● Directive
Repeat exactly the lines of the listing from the line containing "Greenhouse-scouting request: tag the napkin" through its last line, and nothing beyond them.

● Data provided
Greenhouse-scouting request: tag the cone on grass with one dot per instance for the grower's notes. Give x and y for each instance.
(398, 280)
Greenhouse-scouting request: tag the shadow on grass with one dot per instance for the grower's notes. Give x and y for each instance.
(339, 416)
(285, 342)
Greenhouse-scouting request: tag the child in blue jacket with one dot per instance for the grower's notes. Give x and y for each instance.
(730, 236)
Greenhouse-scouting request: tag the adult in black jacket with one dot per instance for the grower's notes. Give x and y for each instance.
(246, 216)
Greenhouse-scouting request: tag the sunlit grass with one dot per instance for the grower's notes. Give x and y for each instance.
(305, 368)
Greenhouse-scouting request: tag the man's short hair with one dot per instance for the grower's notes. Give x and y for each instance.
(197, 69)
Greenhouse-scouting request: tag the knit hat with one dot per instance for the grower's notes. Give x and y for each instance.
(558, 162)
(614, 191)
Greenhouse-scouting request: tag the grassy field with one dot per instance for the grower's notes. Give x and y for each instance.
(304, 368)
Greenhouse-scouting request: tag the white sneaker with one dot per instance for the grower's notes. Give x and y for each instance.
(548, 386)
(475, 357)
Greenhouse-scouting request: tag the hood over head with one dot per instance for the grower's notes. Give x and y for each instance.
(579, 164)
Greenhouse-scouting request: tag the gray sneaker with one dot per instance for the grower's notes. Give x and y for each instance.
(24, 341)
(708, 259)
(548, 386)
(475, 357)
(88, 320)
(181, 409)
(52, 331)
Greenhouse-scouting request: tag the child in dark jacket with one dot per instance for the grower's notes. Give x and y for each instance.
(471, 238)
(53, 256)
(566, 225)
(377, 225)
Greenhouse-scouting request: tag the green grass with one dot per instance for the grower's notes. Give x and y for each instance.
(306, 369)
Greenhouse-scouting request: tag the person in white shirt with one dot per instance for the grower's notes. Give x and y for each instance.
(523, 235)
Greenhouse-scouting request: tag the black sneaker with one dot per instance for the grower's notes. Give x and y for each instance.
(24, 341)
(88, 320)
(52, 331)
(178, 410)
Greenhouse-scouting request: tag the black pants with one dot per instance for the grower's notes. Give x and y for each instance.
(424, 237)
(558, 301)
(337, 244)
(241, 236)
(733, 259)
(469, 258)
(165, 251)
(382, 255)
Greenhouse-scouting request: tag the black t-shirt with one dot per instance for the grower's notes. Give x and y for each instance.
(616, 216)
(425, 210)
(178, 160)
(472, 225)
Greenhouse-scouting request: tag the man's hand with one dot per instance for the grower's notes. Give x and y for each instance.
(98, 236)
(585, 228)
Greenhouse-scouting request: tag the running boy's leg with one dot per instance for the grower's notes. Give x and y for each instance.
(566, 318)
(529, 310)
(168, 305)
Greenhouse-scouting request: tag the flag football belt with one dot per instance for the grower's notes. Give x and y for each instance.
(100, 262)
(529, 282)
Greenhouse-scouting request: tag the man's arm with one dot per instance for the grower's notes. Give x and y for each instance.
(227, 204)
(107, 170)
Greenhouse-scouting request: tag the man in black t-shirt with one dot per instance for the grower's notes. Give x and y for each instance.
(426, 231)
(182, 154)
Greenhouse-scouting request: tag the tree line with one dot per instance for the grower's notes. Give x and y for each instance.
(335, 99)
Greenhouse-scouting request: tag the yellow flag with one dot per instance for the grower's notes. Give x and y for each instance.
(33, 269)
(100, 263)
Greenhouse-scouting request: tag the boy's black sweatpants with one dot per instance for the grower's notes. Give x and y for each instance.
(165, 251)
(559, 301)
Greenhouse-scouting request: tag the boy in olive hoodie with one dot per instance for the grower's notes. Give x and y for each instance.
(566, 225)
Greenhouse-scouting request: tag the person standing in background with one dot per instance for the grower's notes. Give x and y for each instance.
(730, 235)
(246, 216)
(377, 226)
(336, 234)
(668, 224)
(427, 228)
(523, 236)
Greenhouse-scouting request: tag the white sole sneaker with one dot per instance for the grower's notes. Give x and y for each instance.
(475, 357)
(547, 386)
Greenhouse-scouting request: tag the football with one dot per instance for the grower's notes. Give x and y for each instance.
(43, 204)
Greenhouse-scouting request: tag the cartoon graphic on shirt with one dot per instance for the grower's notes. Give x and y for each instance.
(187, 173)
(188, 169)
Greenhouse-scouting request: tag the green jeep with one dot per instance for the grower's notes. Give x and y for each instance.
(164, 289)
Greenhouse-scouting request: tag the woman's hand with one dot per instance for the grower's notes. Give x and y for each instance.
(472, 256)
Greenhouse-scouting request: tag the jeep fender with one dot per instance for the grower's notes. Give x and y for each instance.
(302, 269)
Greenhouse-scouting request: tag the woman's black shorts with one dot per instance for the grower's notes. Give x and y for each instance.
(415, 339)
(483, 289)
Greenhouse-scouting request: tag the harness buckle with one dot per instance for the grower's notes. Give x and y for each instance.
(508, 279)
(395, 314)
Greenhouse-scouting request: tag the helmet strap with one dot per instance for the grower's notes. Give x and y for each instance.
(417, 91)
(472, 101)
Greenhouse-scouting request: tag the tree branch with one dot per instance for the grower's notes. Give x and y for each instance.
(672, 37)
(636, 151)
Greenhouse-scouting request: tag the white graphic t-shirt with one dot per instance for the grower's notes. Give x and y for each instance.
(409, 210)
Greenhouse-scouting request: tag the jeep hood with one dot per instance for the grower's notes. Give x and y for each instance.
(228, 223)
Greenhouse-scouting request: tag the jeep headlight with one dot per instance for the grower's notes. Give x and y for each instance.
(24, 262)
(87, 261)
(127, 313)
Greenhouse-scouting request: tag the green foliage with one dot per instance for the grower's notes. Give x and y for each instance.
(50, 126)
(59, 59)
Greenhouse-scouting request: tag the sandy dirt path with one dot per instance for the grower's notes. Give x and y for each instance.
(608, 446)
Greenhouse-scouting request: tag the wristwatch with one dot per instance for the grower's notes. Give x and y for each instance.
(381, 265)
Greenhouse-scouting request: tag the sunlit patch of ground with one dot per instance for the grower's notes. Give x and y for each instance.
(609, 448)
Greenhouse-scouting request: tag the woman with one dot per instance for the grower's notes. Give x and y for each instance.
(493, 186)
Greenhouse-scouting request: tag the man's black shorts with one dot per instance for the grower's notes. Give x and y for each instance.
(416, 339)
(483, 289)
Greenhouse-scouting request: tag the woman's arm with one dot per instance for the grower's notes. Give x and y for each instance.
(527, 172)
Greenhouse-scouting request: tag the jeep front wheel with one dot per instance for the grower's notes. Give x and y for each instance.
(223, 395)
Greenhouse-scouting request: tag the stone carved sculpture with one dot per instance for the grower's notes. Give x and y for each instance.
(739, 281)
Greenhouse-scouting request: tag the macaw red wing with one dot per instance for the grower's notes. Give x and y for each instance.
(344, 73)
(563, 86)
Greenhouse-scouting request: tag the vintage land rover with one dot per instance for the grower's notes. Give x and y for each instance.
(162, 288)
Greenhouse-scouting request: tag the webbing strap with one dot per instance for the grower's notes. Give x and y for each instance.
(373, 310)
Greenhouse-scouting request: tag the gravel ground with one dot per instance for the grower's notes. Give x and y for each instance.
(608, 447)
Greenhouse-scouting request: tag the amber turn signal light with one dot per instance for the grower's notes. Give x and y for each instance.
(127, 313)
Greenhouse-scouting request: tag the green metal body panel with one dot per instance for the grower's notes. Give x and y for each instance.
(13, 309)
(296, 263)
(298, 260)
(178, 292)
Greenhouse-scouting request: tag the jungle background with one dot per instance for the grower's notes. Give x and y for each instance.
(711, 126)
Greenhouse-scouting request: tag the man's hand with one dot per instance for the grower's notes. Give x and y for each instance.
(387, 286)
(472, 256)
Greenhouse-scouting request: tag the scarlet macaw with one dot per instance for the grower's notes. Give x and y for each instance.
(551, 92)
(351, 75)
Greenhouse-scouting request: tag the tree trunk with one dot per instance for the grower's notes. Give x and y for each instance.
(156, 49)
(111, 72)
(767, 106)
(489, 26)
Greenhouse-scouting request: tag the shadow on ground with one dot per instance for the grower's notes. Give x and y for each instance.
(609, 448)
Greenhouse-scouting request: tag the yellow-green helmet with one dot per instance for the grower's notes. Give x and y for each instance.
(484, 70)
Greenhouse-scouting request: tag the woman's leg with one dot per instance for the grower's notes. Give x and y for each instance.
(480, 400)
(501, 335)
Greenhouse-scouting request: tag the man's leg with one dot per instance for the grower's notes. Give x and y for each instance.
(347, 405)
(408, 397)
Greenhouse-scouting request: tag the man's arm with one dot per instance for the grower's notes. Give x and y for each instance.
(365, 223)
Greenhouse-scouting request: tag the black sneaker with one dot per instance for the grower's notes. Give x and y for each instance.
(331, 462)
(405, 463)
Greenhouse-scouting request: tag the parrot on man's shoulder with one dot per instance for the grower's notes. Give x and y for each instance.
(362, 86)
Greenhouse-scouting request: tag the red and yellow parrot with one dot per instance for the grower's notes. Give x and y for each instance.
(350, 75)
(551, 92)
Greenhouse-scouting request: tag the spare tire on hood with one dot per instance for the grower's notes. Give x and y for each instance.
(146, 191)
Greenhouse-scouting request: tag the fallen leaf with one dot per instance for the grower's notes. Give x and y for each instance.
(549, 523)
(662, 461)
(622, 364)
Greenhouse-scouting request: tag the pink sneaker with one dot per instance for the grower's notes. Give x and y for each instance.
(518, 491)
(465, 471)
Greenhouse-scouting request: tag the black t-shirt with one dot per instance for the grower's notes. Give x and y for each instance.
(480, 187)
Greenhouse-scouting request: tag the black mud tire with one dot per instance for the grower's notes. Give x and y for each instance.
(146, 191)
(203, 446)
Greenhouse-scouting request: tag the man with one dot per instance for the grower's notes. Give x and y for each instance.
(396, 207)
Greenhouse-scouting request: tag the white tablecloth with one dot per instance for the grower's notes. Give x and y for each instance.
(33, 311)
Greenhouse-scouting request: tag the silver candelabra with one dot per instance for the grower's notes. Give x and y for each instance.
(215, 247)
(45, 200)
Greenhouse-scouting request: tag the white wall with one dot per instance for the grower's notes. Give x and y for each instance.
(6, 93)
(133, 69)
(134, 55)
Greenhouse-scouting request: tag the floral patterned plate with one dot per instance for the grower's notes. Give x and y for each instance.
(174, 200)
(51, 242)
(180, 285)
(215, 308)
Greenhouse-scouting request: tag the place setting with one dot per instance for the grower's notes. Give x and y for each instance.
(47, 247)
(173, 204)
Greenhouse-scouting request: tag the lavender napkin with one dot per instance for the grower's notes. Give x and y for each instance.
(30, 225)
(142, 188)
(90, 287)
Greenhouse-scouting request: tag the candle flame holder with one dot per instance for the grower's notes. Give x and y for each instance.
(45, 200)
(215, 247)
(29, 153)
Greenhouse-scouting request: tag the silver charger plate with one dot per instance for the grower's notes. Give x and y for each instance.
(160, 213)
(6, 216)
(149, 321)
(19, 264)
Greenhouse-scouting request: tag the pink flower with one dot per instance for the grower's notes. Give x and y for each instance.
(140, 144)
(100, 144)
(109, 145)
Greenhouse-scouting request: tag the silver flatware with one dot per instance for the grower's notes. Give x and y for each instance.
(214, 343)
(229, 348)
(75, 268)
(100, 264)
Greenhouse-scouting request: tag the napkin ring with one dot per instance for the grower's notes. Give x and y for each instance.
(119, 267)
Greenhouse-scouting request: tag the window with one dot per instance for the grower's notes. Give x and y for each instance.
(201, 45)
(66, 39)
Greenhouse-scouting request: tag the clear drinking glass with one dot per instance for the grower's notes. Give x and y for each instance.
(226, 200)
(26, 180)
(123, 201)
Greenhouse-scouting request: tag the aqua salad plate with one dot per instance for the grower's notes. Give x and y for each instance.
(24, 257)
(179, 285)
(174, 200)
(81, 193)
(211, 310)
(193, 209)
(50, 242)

● Response to the exercise
Greenhouse-scouting request: tag the napkin ring with one dot per instance for the grower's notes. Give x and y for each instance.
(119, 267)
Greenhouse-scouting request: tag the window with one dot per instance for the grower's notes. Give x and y for each instance.
(201, 45)
(66, 39)
Greenhouse-scouting request: tag the clear drinking glass with one dot per instance for the grower's notes. Give x and y for each instance.
(226, 200)
(26, 180)
(123, 201)
Greenhouse-scouting request: tag the aqua salad plate with one dot per instance for the grower's notes. Give x and y for each instance.
(24, 257)
(179, 285)
(174, 200)
(81, 193)
(211, 310)
(193, 209)
(50, 242)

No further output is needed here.